═════ DATA EXTRACTS

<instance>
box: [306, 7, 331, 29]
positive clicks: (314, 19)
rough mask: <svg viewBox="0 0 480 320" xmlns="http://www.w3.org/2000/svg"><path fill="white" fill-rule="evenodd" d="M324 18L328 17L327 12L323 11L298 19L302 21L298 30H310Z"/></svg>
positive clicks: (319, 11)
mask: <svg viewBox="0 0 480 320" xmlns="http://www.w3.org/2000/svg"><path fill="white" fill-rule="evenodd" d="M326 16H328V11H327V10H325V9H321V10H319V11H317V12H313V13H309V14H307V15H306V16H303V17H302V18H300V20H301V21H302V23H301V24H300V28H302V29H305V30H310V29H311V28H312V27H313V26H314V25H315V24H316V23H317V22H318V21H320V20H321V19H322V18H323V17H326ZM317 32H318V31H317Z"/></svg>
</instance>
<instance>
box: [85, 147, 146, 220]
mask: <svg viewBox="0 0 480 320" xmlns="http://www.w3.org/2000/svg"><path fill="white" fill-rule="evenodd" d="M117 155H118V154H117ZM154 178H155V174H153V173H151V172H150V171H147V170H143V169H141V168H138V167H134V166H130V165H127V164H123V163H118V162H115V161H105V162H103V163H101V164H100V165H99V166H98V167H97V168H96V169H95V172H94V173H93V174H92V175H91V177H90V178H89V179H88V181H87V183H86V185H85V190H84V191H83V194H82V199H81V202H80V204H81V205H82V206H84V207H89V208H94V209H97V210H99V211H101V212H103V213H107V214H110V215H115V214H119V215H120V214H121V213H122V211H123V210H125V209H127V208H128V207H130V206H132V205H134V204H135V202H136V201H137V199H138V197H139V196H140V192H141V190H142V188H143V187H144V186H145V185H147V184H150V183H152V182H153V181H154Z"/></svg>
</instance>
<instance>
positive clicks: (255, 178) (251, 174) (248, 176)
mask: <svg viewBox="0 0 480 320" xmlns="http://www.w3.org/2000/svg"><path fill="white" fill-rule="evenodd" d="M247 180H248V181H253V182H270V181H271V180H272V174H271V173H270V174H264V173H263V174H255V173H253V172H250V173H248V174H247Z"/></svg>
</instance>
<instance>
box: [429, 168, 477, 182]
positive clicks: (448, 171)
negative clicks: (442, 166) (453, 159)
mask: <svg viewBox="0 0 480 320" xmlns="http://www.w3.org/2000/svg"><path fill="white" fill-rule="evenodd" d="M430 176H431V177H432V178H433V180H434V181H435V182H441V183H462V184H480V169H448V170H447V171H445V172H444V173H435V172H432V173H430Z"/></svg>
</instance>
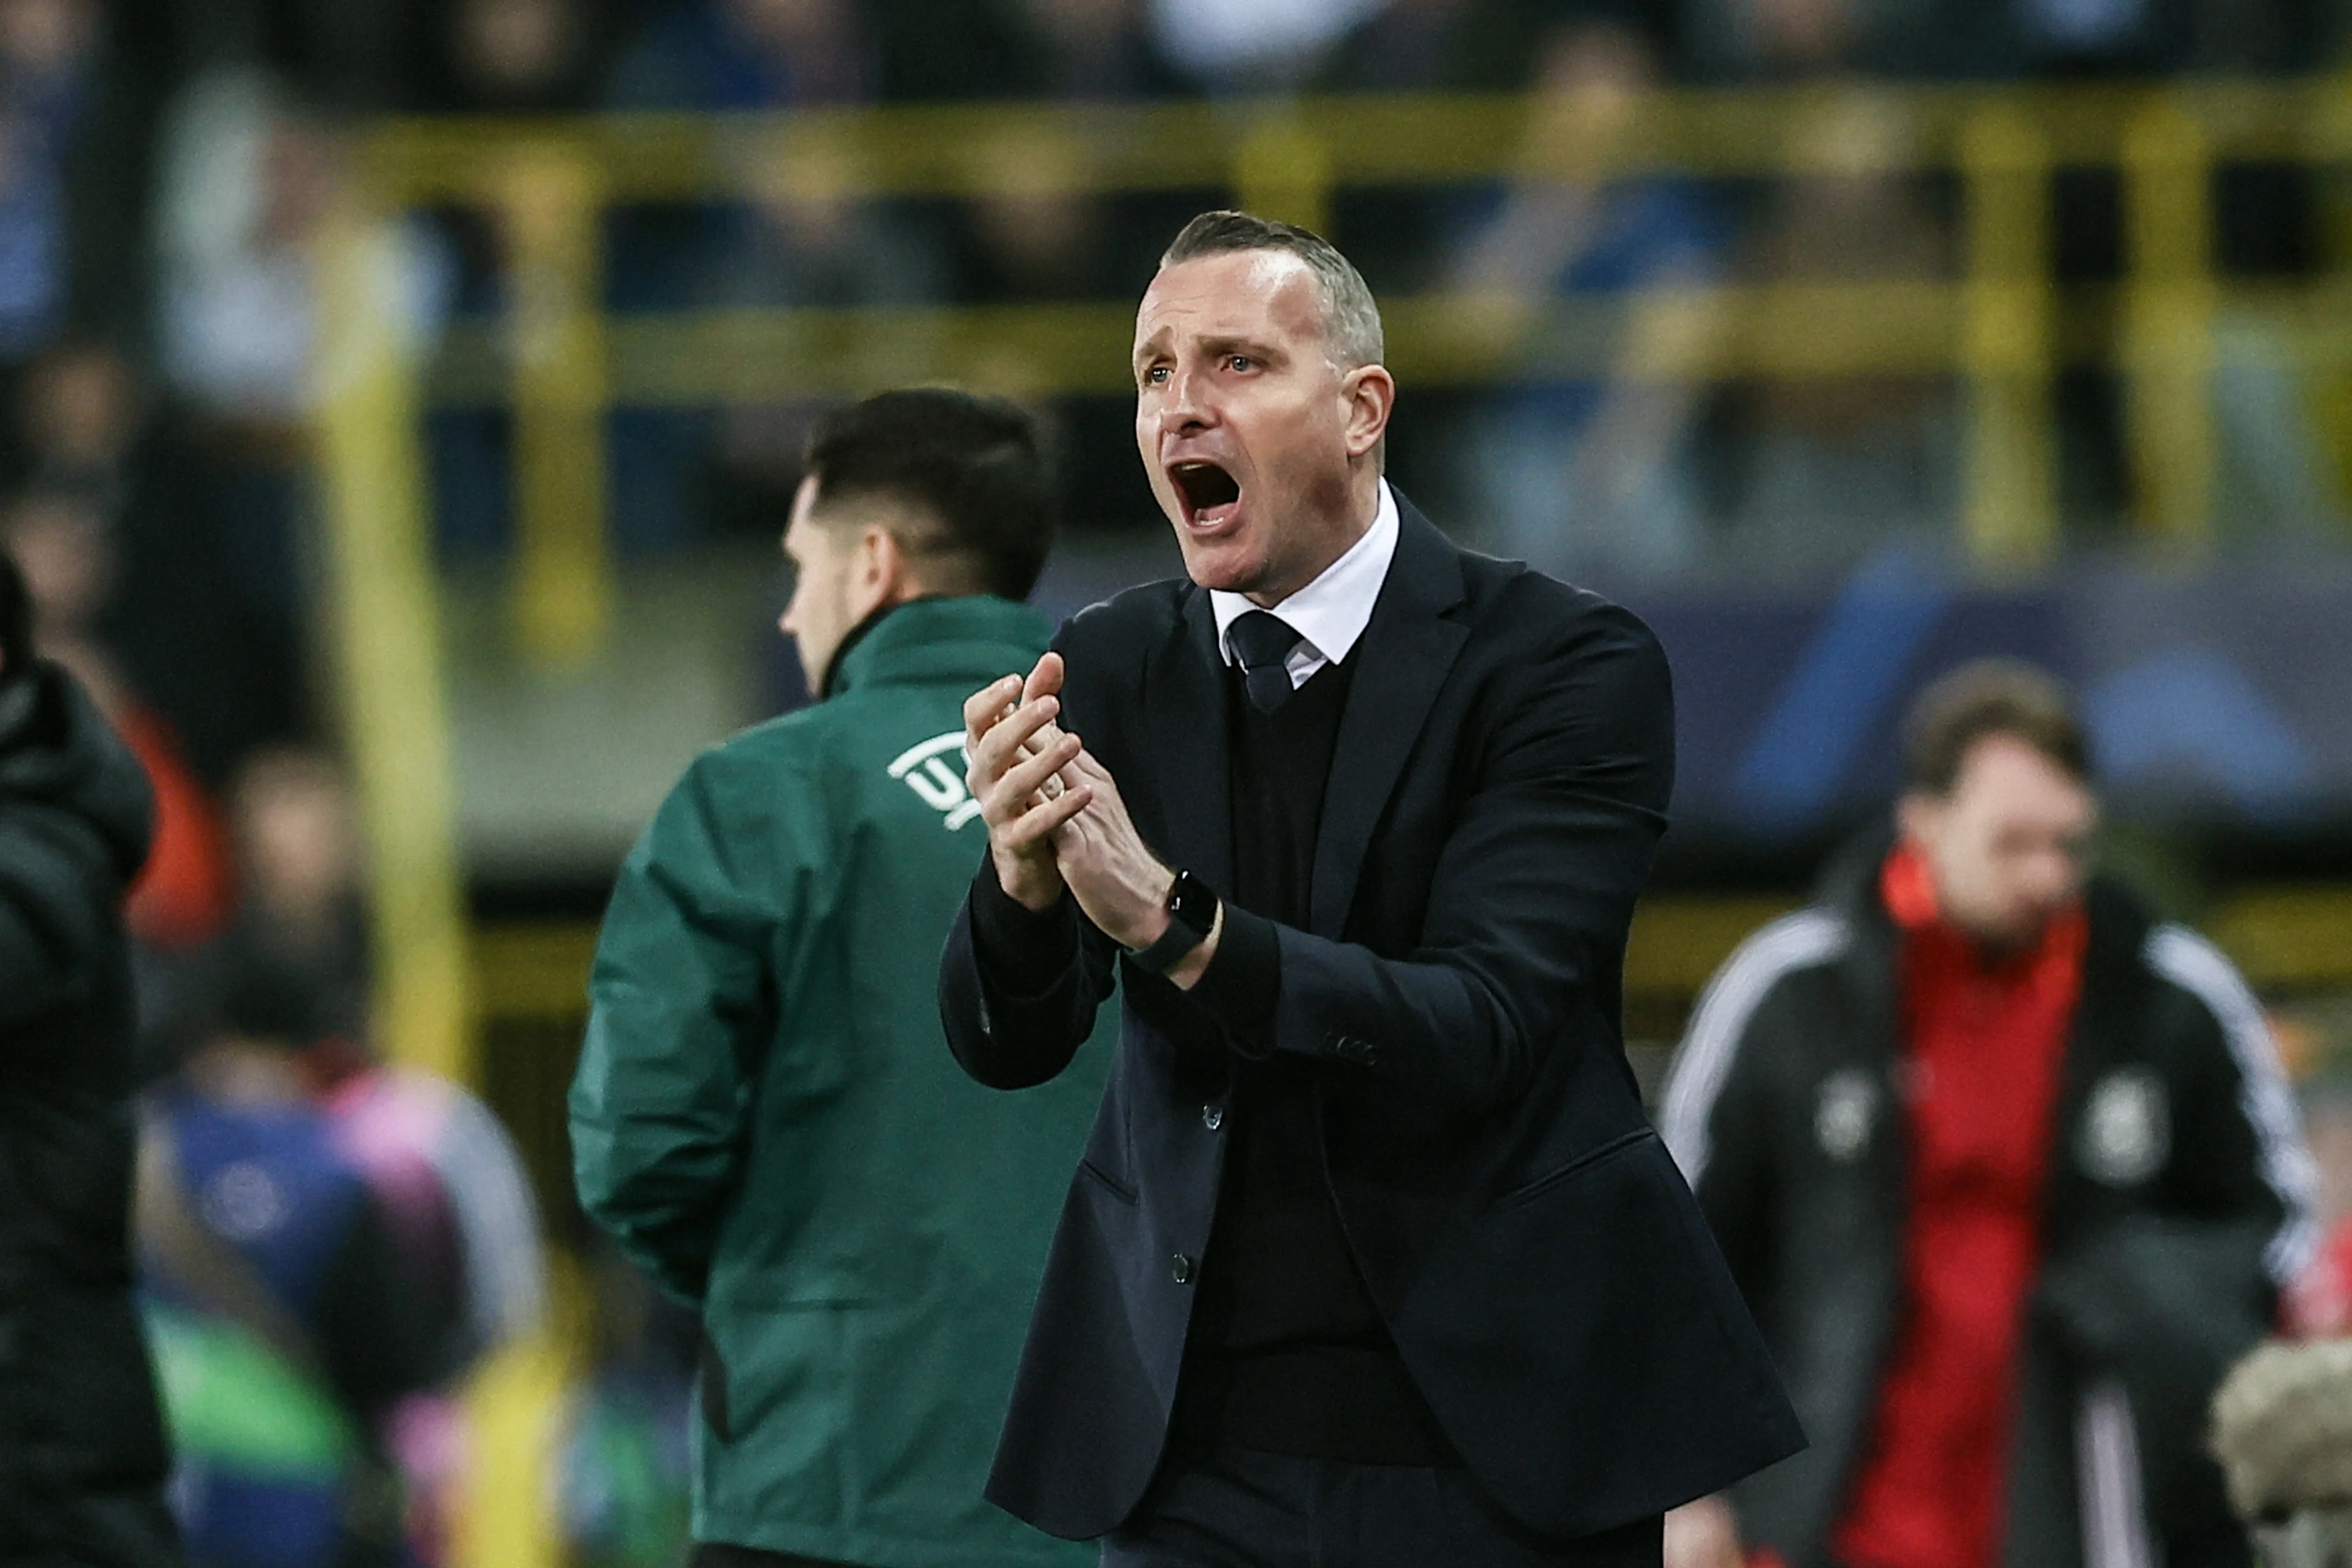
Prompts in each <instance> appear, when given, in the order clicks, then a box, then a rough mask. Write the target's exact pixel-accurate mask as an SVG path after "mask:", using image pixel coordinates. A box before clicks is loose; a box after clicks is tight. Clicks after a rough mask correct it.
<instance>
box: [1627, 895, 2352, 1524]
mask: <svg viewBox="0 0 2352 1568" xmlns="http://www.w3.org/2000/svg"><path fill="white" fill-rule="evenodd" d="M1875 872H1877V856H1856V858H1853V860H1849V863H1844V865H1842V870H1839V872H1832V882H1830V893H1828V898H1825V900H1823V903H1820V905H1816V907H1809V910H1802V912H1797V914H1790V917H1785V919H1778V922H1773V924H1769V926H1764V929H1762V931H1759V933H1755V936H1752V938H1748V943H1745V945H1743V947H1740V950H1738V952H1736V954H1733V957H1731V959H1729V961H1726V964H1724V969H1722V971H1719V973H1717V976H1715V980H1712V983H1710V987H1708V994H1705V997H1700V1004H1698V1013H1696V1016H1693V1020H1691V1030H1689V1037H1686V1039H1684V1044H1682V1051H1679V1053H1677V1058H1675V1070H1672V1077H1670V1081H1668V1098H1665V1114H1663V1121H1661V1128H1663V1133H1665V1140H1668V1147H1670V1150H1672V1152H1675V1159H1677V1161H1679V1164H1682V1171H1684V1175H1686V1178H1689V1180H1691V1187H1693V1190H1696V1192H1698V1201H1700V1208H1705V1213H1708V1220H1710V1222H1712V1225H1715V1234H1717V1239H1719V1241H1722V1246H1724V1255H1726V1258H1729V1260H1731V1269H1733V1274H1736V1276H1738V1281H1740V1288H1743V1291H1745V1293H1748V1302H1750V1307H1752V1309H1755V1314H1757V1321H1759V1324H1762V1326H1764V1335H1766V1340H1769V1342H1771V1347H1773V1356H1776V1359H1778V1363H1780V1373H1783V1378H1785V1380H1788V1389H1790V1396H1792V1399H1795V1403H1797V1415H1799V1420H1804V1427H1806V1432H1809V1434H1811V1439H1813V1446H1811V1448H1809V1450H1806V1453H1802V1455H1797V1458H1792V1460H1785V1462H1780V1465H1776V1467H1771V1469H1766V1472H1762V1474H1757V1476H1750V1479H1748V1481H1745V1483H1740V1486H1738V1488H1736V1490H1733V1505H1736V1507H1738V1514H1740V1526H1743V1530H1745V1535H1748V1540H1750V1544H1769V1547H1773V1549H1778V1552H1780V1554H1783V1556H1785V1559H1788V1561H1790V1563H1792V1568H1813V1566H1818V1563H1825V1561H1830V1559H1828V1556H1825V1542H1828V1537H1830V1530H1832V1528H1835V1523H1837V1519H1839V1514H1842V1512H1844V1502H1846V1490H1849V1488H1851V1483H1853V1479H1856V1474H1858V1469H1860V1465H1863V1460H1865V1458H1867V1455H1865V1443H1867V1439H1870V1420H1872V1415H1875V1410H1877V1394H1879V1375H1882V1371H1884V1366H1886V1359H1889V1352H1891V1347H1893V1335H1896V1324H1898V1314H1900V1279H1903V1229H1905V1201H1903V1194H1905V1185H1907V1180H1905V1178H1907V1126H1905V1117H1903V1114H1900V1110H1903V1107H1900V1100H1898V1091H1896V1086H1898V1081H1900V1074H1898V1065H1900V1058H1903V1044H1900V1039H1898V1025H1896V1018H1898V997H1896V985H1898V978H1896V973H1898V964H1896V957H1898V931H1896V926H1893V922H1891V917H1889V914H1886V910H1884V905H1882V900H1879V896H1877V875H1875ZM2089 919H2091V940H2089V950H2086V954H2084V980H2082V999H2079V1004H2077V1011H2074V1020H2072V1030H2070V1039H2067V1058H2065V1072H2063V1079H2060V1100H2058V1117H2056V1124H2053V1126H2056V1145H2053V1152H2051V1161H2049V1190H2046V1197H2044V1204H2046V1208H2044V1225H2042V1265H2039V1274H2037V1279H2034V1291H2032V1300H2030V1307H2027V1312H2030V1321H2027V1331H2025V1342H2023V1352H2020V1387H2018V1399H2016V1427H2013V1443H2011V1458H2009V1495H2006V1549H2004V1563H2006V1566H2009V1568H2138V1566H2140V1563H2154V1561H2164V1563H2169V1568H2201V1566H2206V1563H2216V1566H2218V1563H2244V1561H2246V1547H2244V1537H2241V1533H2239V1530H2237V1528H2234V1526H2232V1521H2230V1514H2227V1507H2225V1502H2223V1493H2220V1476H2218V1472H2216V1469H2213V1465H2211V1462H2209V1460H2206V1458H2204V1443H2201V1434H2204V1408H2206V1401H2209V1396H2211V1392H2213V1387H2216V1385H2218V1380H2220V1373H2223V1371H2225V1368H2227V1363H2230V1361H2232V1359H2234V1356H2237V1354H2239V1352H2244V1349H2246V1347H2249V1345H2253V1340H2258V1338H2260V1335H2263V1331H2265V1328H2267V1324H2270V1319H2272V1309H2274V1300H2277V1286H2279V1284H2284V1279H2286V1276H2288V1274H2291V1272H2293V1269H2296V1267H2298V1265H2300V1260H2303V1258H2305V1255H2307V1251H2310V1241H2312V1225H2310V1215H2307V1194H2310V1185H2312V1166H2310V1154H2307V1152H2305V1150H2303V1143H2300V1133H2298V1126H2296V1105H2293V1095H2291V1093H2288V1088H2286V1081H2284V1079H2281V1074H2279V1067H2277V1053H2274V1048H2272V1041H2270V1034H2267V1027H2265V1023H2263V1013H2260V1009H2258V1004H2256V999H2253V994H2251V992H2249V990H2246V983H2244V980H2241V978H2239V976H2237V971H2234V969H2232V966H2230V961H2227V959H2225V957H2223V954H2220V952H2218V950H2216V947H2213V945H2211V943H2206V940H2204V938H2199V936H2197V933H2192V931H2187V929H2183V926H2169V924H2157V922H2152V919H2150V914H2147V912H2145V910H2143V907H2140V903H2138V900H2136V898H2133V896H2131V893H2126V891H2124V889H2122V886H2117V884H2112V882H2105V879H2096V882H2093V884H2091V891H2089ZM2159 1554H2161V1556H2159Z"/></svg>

══════════
═════ DATA EXTRACTS

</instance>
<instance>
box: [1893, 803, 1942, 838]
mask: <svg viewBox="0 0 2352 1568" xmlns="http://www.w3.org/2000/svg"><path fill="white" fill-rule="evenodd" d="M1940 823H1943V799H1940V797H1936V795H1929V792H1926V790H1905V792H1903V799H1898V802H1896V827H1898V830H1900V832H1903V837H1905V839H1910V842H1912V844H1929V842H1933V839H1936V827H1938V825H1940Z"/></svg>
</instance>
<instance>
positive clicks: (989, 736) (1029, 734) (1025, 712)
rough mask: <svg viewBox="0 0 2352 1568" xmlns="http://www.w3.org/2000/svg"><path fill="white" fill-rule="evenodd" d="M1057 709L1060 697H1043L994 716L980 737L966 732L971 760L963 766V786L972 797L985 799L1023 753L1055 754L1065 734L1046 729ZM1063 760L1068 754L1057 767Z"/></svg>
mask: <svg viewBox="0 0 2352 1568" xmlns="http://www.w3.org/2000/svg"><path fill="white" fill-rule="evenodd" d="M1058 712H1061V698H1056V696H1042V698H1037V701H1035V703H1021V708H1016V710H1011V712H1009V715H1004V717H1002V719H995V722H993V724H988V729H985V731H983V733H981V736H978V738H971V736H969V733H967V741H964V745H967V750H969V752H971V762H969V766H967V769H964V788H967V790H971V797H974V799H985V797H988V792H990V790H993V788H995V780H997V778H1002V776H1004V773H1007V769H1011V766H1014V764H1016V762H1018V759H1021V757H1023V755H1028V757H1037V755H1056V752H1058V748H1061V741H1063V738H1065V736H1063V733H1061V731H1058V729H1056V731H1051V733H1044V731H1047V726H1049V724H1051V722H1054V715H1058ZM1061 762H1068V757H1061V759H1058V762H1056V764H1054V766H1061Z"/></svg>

══════════

Collect every line in the entries above that contains the string "positive", and copy each one in its original order.

positive clicks: (314, 19)
positive clicks: (319, 11)
positive clicks: (255, 178) (251, 174) (248, 176)
positive clicks: (448, 171)
positive clicks: (989, 736) (1029, 734) (1025, 712)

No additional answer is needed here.